▸ **Passage**:
┄┄┄┄┄┄
I read a twitter post the other day that had been ringing true for me for a long time.  When we were kids, we thought the adults knew what they were doing.  As adults though, we find that we actually have no idea either, and we are just pretending that we do.

We give the air of confidence that everything will be all right.  When the floods came last year I told me kids everything would be fine (it was but that’s not the point here).  In my head I was plotting the escape route to the roof, packing escape bags and raising everything up above one metre just in case, thinking the whole time, what the hell am I going to do?

Every week is a constant financial struggle, and it’s only getting worse with petrol and power going up all the time.  I saw an ad on the TV for solar power and it said 34,000 people couldn’t pay their power bills last quarter.  I was one of them. I might just make it before it gets cut off (again). The whole thing feels like a huge conspiracy but that’s another post for the theorists.

And I don’t know what I’m going to do. I have long given up the idea of having anything left to save.  I keep telling the kids it’ll be fine, not knowing how the hell it will be, but as the adult it’s my job to look calm and in control even though inside I am anything but.
┄┄┄┄┄┄
▸ **Problems to work on**:
• A. Answer each question using the blog post.
(i) During last year's floods, what did the writer tell the kids?
(ii) According to the TV ad for solar power, how many people could not pay their power bills last quarter?
(iii) Above what height did the writer raise everything during the floods?
• B. Resume the blog post about pretending to be in control, starting right after its final sentence.
The records are drawn from a separate source.

▸ **Records provided**:
┄┄┄┄┄┄
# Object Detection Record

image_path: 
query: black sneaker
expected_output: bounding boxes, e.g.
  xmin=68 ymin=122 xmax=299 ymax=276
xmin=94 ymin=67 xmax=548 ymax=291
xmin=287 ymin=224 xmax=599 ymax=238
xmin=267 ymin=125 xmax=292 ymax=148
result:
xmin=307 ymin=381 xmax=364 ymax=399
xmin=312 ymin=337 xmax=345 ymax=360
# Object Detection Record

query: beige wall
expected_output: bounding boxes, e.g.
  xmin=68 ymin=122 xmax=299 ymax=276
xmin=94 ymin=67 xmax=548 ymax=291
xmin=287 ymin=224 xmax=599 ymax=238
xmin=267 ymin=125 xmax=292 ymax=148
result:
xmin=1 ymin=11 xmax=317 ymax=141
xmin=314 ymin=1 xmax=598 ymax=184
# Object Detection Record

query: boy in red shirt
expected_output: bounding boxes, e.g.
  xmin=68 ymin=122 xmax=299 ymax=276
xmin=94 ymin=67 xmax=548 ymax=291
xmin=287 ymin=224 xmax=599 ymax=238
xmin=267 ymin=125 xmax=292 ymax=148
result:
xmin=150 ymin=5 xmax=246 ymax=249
┄┄┄┄┄┄
▸ **Answers below**:
• A.
(i) That everything would be fine.
(ii) 34,000 people.
(iii) One meter.

• B.
I was listening to Fleetwood Mac last night and one of the lines that is resonating with me this morning is “if it all comes down to you” and I’m thinking, well it is, and now is the time that I have to prove that I really am a grown up, and not playing dress up.

I can hear Seth Godin’s voice in my head saying something profound like if it all comes down to you, what will you do? Will you step up and make your mark? or something like that and my only answer at the moment is, I haven’t laid down and not got up, and that’s about the best I can manage at the moment.  It’s not an easy road as a single parent, working to only just keep the roof over our heads and going further into debt by doing so.

For now, I can only keep pretending that everything will be all right, tuck my kids in telling them so, and lay awake at night and wonder how it will be.

Carry on.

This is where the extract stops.